WHAT THE EXERCISE ASKS: Give back the records below exactly, every one, with no pictures.

*** Block opens ***

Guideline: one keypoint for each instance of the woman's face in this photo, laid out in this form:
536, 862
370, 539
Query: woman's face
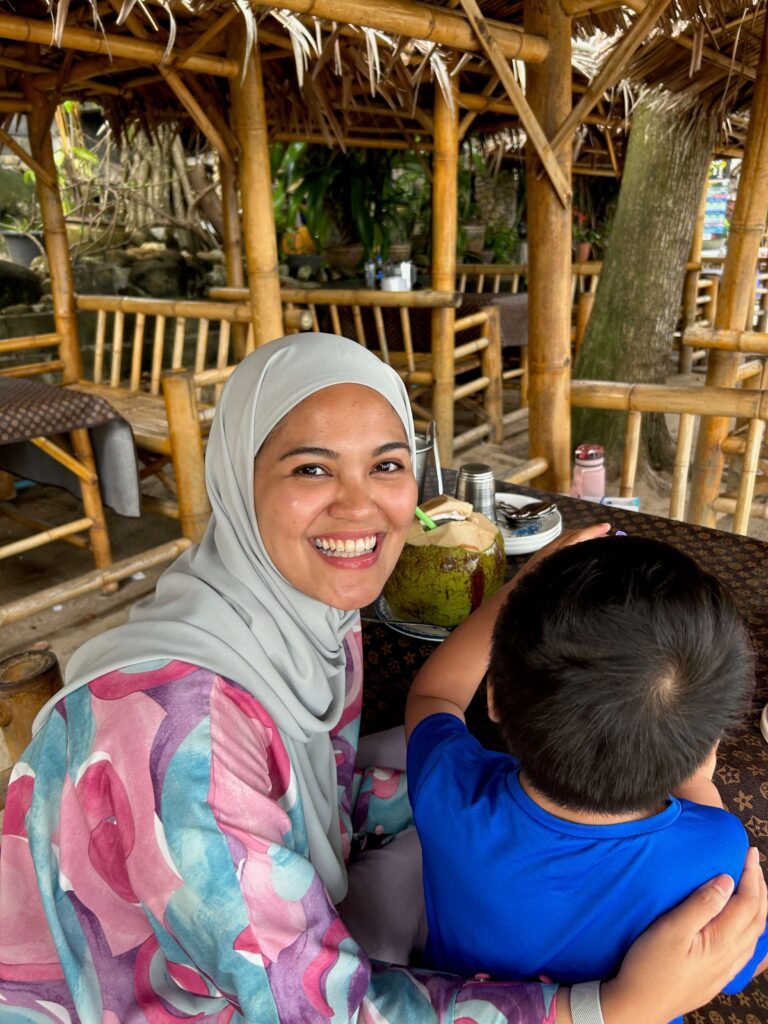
335, 494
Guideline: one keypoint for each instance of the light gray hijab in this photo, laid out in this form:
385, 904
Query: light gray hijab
224, 606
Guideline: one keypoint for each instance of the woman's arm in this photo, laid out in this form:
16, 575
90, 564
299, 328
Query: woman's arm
686, 956
449, 679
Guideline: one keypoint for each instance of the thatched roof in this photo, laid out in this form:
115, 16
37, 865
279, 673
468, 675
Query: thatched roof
333, 82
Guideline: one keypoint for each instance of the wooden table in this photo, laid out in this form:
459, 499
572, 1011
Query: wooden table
741, 776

*** Block closes ***

YOUR RESPONSE:
Guideline: one keypoint for each instance of the woman's face in this photo, laid out in this form:
536, 862
370, 539
Query: woman's face
335, 494
Guideline: one keypoint for each instance of the light gray hijab in this photo, laid out in this form:
385, 904
Query: light gray hijab
224, 606
Guideline: one keypoint for each instance of the woman's arm in this photo, laid out in this form:
16, 575
90, 564
299, 328
Query: woman's arm
686, 956
449, 679
Guideline: one keypoint for each instance of the thatched roof in this photo, laid out in this form:
115, 16
37, 865
279, 673
468, 675
Query: thatched roof
333, 82
Guideline: one keypoint for each instance of the wooden table in this photo, laid out in this form:
459, 499
572, 1011
Query: wooden table
741, 776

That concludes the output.